# Source information
● ● ● ● ● ● ●
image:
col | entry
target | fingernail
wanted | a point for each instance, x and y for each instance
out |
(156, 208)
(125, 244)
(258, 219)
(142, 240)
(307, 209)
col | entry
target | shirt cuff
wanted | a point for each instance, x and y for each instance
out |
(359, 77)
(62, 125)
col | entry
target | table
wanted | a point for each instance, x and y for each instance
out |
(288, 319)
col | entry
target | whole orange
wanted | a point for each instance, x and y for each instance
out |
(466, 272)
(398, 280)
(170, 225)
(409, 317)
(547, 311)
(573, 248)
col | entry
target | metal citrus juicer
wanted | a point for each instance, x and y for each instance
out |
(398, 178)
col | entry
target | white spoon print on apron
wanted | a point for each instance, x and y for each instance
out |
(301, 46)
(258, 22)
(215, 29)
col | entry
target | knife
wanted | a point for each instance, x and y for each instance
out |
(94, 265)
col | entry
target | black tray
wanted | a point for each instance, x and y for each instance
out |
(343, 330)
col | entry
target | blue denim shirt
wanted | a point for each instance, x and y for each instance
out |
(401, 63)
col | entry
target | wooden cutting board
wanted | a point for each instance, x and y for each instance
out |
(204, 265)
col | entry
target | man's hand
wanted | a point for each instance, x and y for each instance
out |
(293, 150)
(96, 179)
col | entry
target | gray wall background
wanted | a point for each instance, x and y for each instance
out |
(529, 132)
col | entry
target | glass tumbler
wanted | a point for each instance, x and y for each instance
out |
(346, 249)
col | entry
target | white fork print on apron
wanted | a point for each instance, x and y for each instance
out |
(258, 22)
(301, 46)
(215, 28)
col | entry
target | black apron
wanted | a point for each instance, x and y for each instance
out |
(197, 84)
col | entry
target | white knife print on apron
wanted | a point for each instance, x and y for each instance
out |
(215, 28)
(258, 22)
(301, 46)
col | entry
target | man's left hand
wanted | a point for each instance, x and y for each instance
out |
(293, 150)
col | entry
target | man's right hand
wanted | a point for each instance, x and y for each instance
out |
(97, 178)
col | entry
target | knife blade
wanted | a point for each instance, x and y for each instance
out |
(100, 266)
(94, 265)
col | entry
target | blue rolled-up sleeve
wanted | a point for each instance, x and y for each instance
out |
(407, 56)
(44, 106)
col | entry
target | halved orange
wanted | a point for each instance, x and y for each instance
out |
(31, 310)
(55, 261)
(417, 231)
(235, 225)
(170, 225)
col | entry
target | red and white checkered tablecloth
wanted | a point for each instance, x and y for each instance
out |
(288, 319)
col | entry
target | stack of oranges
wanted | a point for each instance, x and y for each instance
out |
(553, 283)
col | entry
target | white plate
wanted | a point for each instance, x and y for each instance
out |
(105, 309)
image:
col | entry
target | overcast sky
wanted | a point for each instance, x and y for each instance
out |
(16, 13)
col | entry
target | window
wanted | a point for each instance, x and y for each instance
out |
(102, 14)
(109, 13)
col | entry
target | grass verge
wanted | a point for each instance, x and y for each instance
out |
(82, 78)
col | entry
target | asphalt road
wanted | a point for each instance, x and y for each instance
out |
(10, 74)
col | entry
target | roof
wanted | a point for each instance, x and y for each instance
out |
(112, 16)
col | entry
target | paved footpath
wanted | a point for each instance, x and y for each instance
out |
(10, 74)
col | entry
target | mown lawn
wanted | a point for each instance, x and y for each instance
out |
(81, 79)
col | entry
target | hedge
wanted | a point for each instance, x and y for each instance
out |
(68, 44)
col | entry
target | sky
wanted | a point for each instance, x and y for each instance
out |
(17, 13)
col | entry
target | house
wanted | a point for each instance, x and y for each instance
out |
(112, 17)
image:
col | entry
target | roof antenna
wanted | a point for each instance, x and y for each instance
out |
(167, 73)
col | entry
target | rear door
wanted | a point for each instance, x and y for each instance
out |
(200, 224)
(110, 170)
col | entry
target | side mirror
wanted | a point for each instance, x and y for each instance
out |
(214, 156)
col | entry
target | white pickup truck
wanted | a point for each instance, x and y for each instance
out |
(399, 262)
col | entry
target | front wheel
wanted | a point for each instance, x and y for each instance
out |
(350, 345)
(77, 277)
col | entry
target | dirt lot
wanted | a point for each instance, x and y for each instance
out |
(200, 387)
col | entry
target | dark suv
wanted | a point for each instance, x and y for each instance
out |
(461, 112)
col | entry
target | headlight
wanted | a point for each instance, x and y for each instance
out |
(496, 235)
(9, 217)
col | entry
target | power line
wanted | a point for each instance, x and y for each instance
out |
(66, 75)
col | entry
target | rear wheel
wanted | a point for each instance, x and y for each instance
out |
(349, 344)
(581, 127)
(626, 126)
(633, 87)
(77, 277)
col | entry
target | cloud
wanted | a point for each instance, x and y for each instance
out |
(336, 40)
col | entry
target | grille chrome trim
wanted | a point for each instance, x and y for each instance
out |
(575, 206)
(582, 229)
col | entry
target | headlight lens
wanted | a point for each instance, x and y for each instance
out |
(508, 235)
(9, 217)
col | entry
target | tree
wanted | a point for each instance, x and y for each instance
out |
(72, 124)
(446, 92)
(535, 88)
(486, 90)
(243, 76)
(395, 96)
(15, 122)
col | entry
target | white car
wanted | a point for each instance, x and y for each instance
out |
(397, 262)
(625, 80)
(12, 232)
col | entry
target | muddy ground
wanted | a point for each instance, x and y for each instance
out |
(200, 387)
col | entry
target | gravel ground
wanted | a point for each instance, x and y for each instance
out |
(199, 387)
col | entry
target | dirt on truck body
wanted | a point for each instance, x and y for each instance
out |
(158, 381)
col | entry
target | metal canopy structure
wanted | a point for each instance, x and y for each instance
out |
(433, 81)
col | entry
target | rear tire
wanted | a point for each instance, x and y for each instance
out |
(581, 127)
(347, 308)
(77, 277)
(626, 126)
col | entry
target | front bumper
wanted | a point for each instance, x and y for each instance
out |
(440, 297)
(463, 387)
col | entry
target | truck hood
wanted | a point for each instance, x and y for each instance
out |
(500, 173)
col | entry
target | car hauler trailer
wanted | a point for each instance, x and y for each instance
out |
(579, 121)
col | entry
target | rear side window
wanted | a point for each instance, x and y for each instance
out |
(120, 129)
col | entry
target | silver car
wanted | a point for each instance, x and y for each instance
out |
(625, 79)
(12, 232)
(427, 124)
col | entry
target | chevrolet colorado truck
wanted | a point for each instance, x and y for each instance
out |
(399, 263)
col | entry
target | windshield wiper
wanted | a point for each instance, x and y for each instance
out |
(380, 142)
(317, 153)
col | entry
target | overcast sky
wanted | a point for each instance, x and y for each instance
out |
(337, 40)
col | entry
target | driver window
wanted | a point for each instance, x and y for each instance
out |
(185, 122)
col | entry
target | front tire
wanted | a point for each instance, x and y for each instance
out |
● ● ● ● ● ● ●
# What this task involves
Only a number should come back: the count of lines above that include "shirt".

# Answer section
2